• Reading text:
There are a large host of cultural problems that cause the orgasm gap. As a society, we tend to overvalue penetrative sex. For most people, sex would mean penis-in-vagina sex or penetrative sex. Contrary to popular belief, a large percentage of females DO NOT orgasm by penetrative sex. And to date, numerous men and women are unaware of the role of the clitoris in sexual pleasure. Only 6% of women orgasm consistently during penile sex. The entire association of pleasure with penetrative sex exclusively glorifies male pleasure. It sadly fails to take into account the sexual needs and pleasure of women.
Most nicknames for clitoris (cunt, pussy, etc.) are used in derogatory and deflating situations. More evidence for our cultural overvaluing of penetration is found in media images. You don’t have to look far to see media images of women having mind-blowing orgasms from intercourse alone. Mainstream porn is also extremely androcentric and hardly ever focuses on women. Hence men and women grow up thinking that sex is an experience pleasurable solely for males.
Pain during sex
Research shows that 30 percent of women report pain during vaginal sex, 72 percent report pain during anal sex, and “large proportions” don’t tell their partners when sex hurts. Have women been encultured to sit through painful sexual experiences quietly? After all, painful sex is not an outlier or an anomaly. A large proportion of women have reported painful experiences or have experienced vaginismus due to their nervous anticipation towards the painful experience. In an interesting article, it was reported that when men said they had ‘bad sex,’ it usually means boring sex; however, when women reported bad sex, they actually meant sex that was painful.
How our culture shapes female pleasure
To further add, our cultural beliefs also impact the science and research that has the potential to help us. The number of trials being conducted to study male sexual problems such as erectile dysfunction is vastly more than studies conducted on female sexual health problems such as vaginismus, vulvodynia, etc.

• Data records:
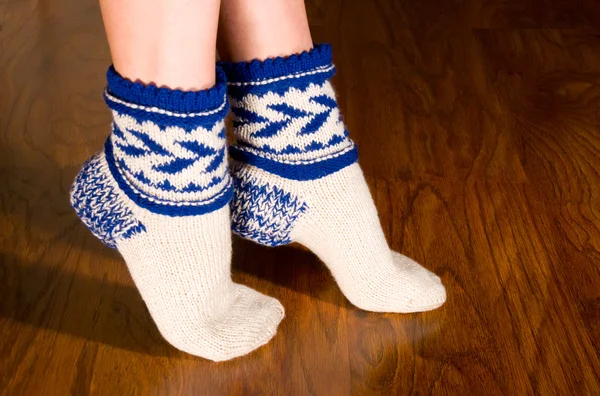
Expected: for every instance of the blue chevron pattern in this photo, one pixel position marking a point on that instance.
(166, 160)
(99, 205)
(301, 121)
(263, 213)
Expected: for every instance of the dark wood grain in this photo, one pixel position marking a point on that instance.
(478, 124)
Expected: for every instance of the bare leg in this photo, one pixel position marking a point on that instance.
(262, 29)
(297, 179)
(159, 192)
(166, 42)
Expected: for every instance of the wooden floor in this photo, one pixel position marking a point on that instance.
(478, 124)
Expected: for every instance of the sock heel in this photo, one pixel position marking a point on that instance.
(99, 204)
(263, 213)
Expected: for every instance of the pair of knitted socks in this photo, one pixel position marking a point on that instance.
(160, 191)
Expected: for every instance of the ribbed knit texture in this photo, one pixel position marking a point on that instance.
(158, 193)
(296, 179)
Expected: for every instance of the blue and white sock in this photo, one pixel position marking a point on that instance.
(296, 179)
(159, 193)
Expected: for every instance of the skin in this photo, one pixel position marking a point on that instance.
(261, 29)
(170, 43)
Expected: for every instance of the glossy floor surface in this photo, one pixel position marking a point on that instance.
(478, 125)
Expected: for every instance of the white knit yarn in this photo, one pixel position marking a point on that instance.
(341, 226)
(181, 266)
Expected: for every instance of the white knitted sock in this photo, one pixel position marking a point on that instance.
(296, 179)
(158, 193)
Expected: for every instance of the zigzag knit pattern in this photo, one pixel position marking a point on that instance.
(261, 212)
(159, 194)
(99, 205)
(296, 179)
(165, 160)
(286, 117)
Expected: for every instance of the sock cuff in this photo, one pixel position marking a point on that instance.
(161, 99)
(316, 60)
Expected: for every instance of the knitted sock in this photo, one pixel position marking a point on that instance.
(296, 179)
(158, 193)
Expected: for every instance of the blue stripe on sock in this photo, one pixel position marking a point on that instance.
(312, 171)
(168, 210)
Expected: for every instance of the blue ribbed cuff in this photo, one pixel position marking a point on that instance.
(317, 57)
(164, 98)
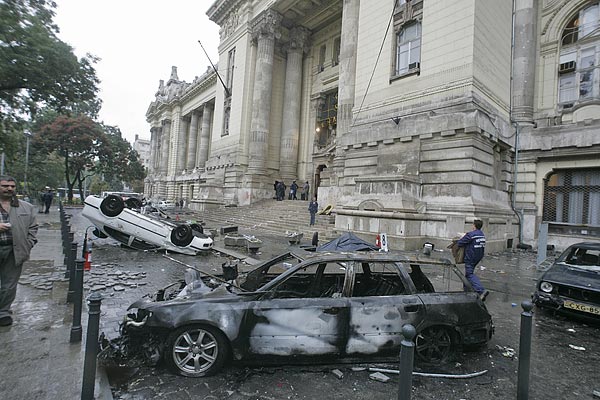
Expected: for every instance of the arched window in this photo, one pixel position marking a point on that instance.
(579, 75)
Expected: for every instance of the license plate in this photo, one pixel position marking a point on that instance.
(582, 307)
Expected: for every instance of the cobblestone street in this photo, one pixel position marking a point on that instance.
(124, 275)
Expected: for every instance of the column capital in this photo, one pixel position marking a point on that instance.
(299, 39)
(267, 23)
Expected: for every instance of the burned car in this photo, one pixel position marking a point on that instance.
(305, 307)
(571, 285)
(120, 219)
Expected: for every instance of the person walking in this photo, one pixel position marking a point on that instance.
(313, 207)
(293, 190)
(474, 244)
(305, 190)
(18, 230)
(47, 199)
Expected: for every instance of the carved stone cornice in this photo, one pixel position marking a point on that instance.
(299, 38)
(268, 23)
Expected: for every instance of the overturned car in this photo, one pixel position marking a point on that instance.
(120, 219)
(304, 307)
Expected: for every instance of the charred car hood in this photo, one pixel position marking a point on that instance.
(581, 277)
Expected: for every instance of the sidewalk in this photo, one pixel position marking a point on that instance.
(37, 360)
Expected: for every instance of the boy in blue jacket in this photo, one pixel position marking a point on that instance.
(474, 244)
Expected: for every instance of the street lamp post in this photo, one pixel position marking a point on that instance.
(28, 135)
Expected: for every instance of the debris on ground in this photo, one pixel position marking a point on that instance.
(378, 376)
(339, 374)
(506, 351)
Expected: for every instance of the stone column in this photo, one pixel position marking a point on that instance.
(180, 162)
(290, 129)
(204, 136)
(265, 29)
(191, 146)
(164, 151)
(152, 150)
(347, 74)
(524, 61)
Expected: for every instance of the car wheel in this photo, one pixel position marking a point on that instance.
(132, 202)
(99, 234)
(182, 235)
(434, 345)
(196, 351)
(197, 227)
(112, 205)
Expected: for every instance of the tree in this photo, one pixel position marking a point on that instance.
(87, 149)
(77, 140)
(39, 70)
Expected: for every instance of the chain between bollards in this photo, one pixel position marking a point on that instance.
(71, 268)
(407, 354)
(77, 302)
(524, 351)
(91, 347)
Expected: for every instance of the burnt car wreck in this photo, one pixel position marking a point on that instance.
(304, 307)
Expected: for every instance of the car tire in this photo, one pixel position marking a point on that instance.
(112, 205)
(197, 227)
(196, 351)
(182, 235)
(132, 203)
(99, 234)
(435, 345)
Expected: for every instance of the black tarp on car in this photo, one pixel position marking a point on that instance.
(348, 242)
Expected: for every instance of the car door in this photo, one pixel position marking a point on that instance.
(303, 315)
(382, 300)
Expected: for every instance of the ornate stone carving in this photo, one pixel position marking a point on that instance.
(299, 39)
(268, 23)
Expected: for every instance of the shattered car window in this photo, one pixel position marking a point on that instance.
(313, 281)
(377, 279)
(583, 258)
(436, 278)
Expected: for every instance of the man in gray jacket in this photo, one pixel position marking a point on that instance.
(18, 230)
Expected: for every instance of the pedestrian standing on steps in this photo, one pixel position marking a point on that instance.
(313, 207)
(18, 230)
(474, 244)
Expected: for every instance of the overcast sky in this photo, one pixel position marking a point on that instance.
(138, 41)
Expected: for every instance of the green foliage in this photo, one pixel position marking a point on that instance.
(39, 70)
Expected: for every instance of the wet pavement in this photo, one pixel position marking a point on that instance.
(562, 362)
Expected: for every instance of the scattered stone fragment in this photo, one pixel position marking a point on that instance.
(339, 374)
(378, 376)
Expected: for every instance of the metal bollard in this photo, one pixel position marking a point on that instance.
(71, 272)
(407, 356)
(524, 351)
(91, 347)
(76, 328)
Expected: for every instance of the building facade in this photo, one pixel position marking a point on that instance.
(409, 117)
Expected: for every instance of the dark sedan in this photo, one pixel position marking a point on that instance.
(572, 284)
(306, 307)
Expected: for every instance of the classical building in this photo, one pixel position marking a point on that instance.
(142, 147)
(409, 117)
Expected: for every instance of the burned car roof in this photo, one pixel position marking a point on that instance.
(571, 285)
(310, 306)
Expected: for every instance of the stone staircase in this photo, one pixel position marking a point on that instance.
(266, 216)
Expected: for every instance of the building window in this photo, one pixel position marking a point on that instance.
(326, 119)
(336, 51)
(572, 197)
(578, 73)
(230, 69)
(408, 48)
(322, 51)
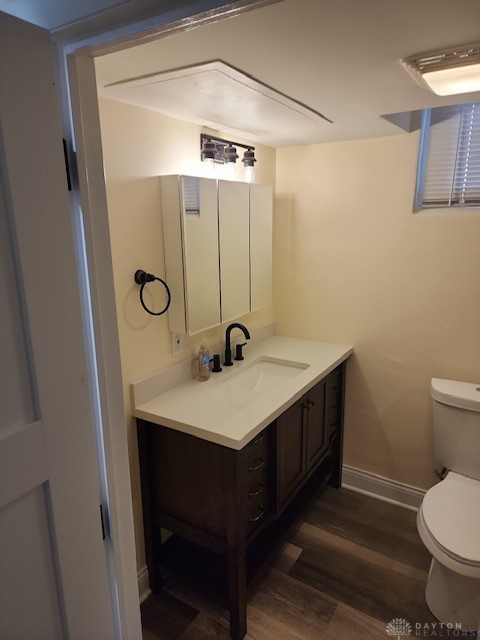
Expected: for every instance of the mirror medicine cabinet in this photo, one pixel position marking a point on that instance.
(218, 250)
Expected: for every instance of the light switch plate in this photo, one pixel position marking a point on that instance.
(177, 344)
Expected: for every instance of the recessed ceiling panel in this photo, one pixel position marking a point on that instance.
(218, 96)
(52, 14)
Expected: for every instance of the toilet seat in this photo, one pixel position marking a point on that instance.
(449, 523)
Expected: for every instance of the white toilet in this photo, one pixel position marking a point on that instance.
(449, 518)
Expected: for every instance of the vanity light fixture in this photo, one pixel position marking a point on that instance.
(219, 150)
(448, 72)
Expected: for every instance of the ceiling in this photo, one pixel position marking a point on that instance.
(341, 58)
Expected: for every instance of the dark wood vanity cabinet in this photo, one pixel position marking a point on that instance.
(222, 499)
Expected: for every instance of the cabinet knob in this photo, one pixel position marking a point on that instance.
(257, 490)
(259, 516)
(257, 464)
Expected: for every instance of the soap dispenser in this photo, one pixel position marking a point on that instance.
(203, 363)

• Tasks for this exercise:
**a.** According to the text on the orgasm gap, what share of women orgasm consistently during penile sex?
**b.** Carry on the text about the orgasm gap and female pleasure from its last sentence.
The material has nothing to do with the text.

• Exercise results:
**a.** Only 6%.

**b.**
Women have not been taught to enjoy sexual activity and feel comfortable during sexual activity. Or at least not voice out their discomfort. This discomfort and denial result from years of devaluation and undermining of a female comfort and sexual appetite. This oppression also manifests in low self-esteem and a negative sense of one’s body which often limits one’s comfort and pleasure in bed. ‘Desirable women’ are considered to be those with a small waist and a big butt. However, when this sense of being the ideal, desirable woman clashes with the real self, whose body might mildly or significantly vary from this description, women tend to feel conscious, unaroused, and uncomfortable. This is not just with the contact of another’s skin but also on their own.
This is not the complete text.